━━ EXTRAIT PROPOSÉ ━━

L’année (scolaire) se termine donc avec d’encourageantes promesses : tout plein de postes vont être créés pour enfin réduire les tensions criantes de l’Éducation Nationale, les manques de moyen et de personnel et le mal-être de toute une profession. Parallèlement, l’économie semble montrer des signes clairs de ce redressement qu’attendait Hollande. Mais si. Puisque je vous le dis.
L’économie, c’est booming en ce moment. Regardez : IBM va s’installer à Lille et créer 700 emplois, d’ici trois à cinq ans ! La Martine de Lille est toute heureuse et frémissante à l’idée que, justement, sa ville puisse s’enorgueillir de la présence du géant américain. Certes, IBM va aussi et en parallèle, supprimer 700 emplois. Ceci n’a évidemment aucun rapport et n’y voyez surtout pas une simple opération de transfert. C’est complexe, la vie en Socialie. Mais en tout cas, je vous le dis, l’économie repart.
Bon.

━━━
━━ DONNÉES FOURNIES ━━

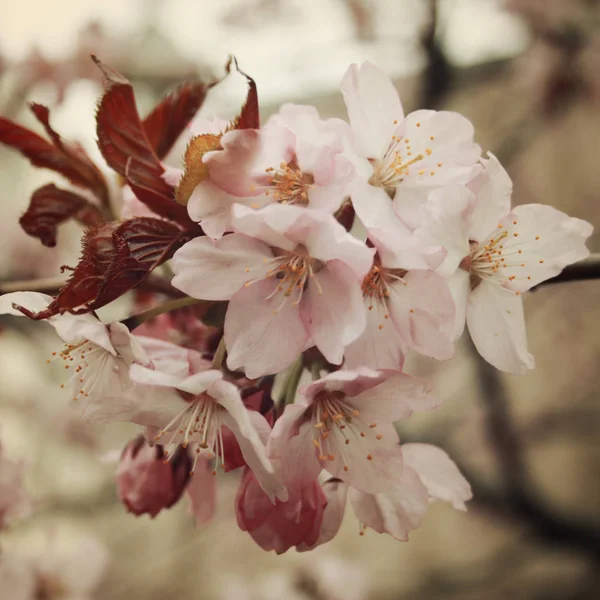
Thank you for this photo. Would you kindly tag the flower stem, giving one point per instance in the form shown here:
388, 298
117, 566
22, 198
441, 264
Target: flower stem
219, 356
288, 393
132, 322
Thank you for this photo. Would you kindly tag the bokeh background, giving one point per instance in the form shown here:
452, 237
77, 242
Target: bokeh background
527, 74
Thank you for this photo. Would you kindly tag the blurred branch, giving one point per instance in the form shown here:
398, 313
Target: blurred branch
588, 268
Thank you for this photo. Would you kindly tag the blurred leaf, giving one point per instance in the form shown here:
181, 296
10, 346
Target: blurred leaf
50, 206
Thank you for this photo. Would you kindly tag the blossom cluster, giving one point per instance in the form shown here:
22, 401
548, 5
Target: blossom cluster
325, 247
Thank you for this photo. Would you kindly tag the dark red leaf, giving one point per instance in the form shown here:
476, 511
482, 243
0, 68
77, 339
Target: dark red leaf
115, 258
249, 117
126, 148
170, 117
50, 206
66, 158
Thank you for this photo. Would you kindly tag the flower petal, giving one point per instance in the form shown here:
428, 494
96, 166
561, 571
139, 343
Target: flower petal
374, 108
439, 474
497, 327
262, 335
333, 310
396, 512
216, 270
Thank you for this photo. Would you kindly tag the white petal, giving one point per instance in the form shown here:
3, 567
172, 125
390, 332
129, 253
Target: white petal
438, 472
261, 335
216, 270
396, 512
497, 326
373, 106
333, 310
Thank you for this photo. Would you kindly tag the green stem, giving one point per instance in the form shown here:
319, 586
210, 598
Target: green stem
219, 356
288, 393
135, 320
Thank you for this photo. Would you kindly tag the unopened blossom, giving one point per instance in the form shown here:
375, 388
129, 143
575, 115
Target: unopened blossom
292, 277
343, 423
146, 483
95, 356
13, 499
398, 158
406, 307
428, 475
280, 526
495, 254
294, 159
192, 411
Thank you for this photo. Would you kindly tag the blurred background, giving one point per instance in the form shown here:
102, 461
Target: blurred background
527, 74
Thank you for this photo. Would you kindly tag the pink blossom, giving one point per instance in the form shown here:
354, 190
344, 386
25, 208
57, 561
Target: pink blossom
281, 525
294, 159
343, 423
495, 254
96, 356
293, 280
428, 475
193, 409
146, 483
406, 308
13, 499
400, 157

━━━
━━ DONNÉES FOURNIES ━━

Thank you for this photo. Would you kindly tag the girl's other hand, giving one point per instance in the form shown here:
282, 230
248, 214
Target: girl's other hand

━━━
━━ DONNÉES FOURNIES ━━

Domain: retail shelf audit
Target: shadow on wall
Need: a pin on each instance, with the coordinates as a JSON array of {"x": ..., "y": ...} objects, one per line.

━━━

CONSIGNES =
A. Selon l'extrait, combien d'emplois IBM doit-il créer à Lille, et dans quel délai ?
B. Traduisez en anglais, s'il vous plaît, cette phrase de l'extrait : « Certes, IBM va aussi et en parallèle, supprimer 700 emplois. »
C. D'après l'extrait, expliquez en une à trois phrases ce qui rend la Martine de Lille « toute heureuse et frémissante ».
Le matériel placé après l'extrait provient d'une autre source.

RÉSULTATS DE L'EXERCICE =
A. IBM doit créer 700 emplois à Lille d'ici trois à cinq ans.

B. Admittedly, IBM is also, at the same time, going to cut 700 jobs.

C. Elle est heureuse à l'idée que sa ville puisse s'enorgueillir de la présence du géant américain. IBM va en effet s'installer à Lille et y créer 700 emplois.